* [Stated problem] Switch every "drop a point" in the listing below to "place a dot", keeping everything else the same. Give the whole listing back without the pictures.

....................

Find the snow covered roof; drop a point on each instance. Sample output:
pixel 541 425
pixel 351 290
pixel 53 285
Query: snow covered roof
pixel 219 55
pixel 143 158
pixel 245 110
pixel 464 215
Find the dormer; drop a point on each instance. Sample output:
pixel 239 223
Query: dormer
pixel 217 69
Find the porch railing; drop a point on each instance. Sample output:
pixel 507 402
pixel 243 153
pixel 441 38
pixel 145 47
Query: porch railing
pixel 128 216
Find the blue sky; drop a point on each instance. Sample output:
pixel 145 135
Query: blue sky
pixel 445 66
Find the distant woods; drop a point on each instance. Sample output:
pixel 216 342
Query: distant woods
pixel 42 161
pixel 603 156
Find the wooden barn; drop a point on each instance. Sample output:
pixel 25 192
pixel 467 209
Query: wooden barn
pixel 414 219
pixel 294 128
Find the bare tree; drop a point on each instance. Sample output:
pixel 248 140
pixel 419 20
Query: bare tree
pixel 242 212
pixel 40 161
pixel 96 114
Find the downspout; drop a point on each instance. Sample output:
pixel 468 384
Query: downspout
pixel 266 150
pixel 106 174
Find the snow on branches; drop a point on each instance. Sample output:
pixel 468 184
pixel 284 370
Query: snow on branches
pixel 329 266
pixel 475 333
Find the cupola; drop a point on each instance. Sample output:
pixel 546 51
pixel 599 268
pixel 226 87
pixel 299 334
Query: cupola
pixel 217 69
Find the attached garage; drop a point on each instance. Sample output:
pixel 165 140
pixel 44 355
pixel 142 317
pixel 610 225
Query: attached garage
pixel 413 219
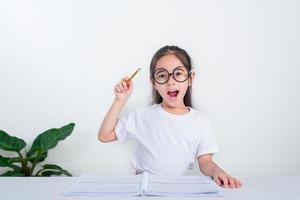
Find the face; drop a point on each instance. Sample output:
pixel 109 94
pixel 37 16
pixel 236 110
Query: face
pixel 172 91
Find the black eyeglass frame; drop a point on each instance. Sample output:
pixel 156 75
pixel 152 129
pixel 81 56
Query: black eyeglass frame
pixel 171 74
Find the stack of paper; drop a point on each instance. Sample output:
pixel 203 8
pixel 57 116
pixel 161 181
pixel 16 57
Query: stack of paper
pixel 144 184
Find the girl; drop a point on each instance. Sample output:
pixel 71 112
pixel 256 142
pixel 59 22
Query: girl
pixel 170 134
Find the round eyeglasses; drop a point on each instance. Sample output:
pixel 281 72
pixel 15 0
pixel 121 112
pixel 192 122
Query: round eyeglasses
pixel 162 76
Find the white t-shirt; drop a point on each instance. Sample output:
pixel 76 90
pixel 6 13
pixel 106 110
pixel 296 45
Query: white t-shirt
pixel 167 144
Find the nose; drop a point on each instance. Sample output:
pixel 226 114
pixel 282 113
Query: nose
pixel 171 80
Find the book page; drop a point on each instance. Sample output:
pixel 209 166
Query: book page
pixel 87 185
pixel 182 186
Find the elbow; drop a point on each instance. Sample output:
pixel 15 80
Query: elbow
pixel 100 137
pixel 105 138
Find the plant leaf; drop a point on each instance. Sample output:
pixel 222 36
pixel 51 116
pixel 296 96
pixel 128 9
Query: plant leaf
pixel 49 139
pixel 50 170
pixel 41 158
pixel 4 162
pixel 13 173
pixel 11 143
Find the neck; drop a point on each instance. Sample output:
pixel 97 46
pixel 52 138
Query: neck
pixel 180 109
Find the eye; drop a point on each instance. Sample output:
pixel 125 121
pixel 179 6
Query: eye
pixel 161 75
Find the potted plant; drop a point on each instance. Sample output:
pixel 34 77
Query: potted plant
pixel 25 163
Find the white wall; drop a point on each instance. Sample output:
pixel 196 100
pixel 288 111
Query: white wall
pixel 60 60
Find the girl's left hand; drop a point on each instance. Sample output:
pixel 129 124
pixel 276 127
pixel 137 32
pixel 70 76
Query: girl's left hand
pixel 224 179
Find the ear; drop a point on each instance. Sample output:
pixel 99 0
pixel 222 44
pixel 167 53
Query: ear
pixel 153 84
pixel 191 79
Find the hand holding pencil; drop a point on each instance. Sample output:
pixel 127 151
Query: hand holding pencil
pixel 124 88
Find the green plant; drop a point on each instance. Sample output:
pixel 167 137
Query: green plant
pixel 25 163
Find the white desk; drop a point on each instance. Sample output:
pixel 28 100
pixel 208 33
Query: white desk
pixel 42 188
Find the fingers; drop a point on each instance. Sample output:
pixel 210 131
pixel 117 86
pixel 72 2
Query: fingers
pixel 217 180
pixel 123 85
pixel 227 181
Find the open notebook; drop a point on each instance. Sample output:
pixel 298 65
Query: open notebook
pixel 144 184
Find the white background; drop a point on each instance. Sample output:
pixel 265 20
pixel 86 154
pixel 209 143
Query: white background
pixel 60 60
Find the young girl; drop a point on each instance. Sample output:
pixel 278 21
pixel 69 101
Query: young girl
pixel 170 134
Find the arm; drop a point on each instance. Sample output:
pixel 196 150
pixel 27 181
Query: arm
pixel 209 168
pixel 107 129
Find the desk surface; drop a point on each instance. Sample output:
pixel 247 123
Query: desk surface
pixel 36 188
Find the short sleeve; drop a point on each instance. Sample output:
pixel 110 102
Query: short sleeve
pixel 126 127
pixel 207 143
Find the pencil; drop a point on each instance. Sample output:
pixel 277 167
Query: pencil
pixel 133 75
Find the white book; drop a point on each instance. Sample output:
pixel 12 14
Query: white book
pixel 142 185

....................

* [Task output]
Find the snow covered roof; place a dot on each instance. Sample output:
pixel 541 425
pixel 351 290
pixel 53 285
Query: snow covered roof
pixel 219 55
pixel 143 158
pixel 245 110
pixel 464 215
Find the dormer; place a dot on each instance. Sample output:
pixel 239 223
Query: dormer
pixel 217 69
Find the porch railing; place a dot on each instance. Sample output:
pixel 507 402
pixel 243 153
pixel 441 38
pixel 145 47
Query: porch railing
pixel 128 216
Find the blue sky; place a dot on each instance. Sample output:
pixel 145 135
Query: blue sky
pixel 445 66
Find the distant woods; place a dot on each instance. Sample output:
pixel 216 342
Query: distant woods
pixel 42 161
pixel 603 156
Find the wooden barn; place a dot on each instance. Sample output:
pixel 25 192
pixel 467 209
Query: wooden barn
pixel 414 219
pixel 294 128
Find the bare tree; place a dot on each instance. Sample output:
pixel 248 140
pixel 419 20
Query: bare tree
pixel 242 212
pixel 40 161
pixel 96 114
Find the downspout; place a dot on each instance. Sample output:
pixel 468 384
Query: downspout
pixel 266 150
pixel 106 174
Find the snow on branches; place a dot on each instance. Sample output:
pixel 468 184
pixel 284 370
Query: snow on branches
pixel 329 266
pixel 475 333
Find the cupola; place a dot on each instance. Sample output:
pixel 546 51
pixel 599 268
pixel 226 87
pixel 299 334
Query: cupola
pixel 217 69
Find the attached garage; place a dot on each instance. Sample output:
pixel 165 140
pixel 44 355
pixel 142 317
pixel 610 225
Query: attached garage
pixel 413 219
Find the face; place a dot on each instance. Sample output:
pixel 109 94
pixel 37 16
pixel 236 110
Query: face
pixel 172 91
Find the black eyeglass frame; place a dot on each instance. Sample output:
pixel 156 75
pixel 152 129
pixel 81 56
Query: black eyeglass frame
pixel 171 74
Find the stack of paper; place a dot on each instance. Sample output:
pixel 203 8
pixel 57 116
pixel 161 181
pixel 16 57
Query: stack of paper
pixel 144 184
Find the girl; place a dot on each instance. Sample output:
pixel 71 112
pixel 256 142
pixel 59 22
Query: girl
pixel 170 134
Find the round eyeglasses; place a dot on each instance. Sample output:
pixel 281 72
pixel 15 0
pixel 121 112
pixel 192 122
Query: round eyeglasses
pixel 162 76
Find the white t-shirt; place a dot on each instance. Sample output:
pixel 76 90
pixel 6 13
pixel 106 110
pixel 296 45
Query: white t-shirt
pixel 167 144
Find the nose; place a dot on each instance. Sample output:
pixel 226 114
pixel 282 113
Query: nose
pixel 171 80
Find the book page; place a dot on each instance. Sample output:
pixel 209 166
Query: book page
pixel 87 185
pixel 182 186
Find the elbow; place a dot on each instance. Sample output:
pixel 15 80
Query: elbow
pixel 100 137
pixel 105 138
Find the plant leaf; place a dot on each instance. Sample output:
pixel 222 36
pixel 51 116
pixel 296 96
pixel 128 9
Query: plant leaf
pixel 49 139
pixel 50 170
pixel 41 158
pixel 4 162
pixel 13 173
pixel 11 143
Find the neck; place a dot on each instance. Sample output:
pixel 97 46
pixel 52 138
Query: neck
pixel 180 109
Find the eye; place a dot on each instance. Sample output:
pixel 125 121
pixel 179 6
Query: eye
pixel 161 75
Find the potted plant; place a dot on each instance. Sample output:
pixel 34 77
Query: potted plant
pixel 25 163
Find the white wall; place a dot on each instance. Sample output:
pixel 196 100
pixel 288 111
Query: white wall
pixel 60 60
Find the girl's left hand; place a dot on each instance. Sample output:
pixel 129 124
pixel 276 127
pixel 137 32
pixel 70 76
Query: girl's left hand
pixel 224 179
Find the ear; place a dot on each instance. Sample output:
pixel 99 0
pixel 222 44
pixel 167 53
Query: ear
pixel 153 84
pixel 191 79
Find the hand holding pencil; place a dot on each instance. Sample output:
pixel 127 151
Query: hand holding pencil
pixel 124 88
Find the green plant; place a dot on each instance. Sample output:
pixel 167 137
Query: green plant
pixel 25 163
Find the white desk; place a dot on each instance. Sample output:
pixel 28 100
pixel 208 33
Query: white desk
pixel 42 188
Find the fingers; place a dot on each instance. Sample output:
pixel 210 131
pixel 117 86
pixel 72 2
Query: fingers
pixel 217 180
pixel 123 85
pixel 227 181
Find the open notebook; place a dot on each instance. Sample output:
pixel 298 65
Query: open notebook
pixel 144 184
Find the white background; place a dot on each instance. Sample output:
pixel 265 20
pixel 86 154
pixel 209 143
Query: white background
pixel 60 60
Find the young girl; place a dot on each instance. Sample output:
pixel 278 21
pixel 69 101
Query: young girl
pixel 170 134
Find the arm; place a dot on each instance. Sample output:
pixel 196 150
pixel 27 181
Query: arm
pixel 209 168
pixel 107 129
Find the desk surface; place a dot on each instance. Sample output:
pixel 247 123
Query: desk surface
pixel 36 188
Find the short sleeve; place a dot on each instance. Sample output:
pixel 110 102
Query: short sleeve
pixel 126 127
pixel 207 143
Find the pencil; place a dot on each instance. Sample output:
pixel 277 167
Query: pencil
pixel 133 75
Find the white book; place a dot on each instance. Sample output:
pixel 12 14
Query: white book
pixel 142 185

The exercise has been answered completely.